WHAT THE TASK ASKS: Extract each line of the entries below that contains the word "roof", copying every such line in full. Matching is case-sensitive.

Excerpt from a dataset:
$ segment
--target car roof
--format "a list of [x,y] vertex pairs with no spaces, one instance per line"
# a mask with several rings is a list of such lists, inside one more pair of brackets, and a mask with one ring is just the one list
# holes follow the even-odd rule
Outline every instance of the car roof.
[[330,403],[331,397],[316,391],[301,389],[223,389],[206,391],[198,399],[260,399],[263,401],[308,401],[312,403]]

...

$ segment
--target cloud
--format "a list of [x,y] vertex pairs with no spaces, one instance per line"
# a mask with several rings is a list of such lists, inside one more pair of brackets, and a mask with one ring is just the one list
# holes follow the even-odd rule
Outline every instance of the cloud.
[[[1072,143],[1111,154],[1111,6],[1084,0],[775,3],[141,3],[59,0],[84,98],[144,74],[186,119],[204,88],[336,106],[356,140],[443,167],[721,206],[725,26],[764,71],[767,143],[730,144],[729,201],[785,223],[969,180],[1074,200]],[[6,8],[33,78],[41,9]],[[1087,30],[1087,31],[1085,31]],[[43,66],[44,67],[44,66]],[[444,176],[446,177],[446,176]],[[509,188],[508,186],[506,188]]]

RESPONSE:
--target car roof
Outline every instance of the car roof.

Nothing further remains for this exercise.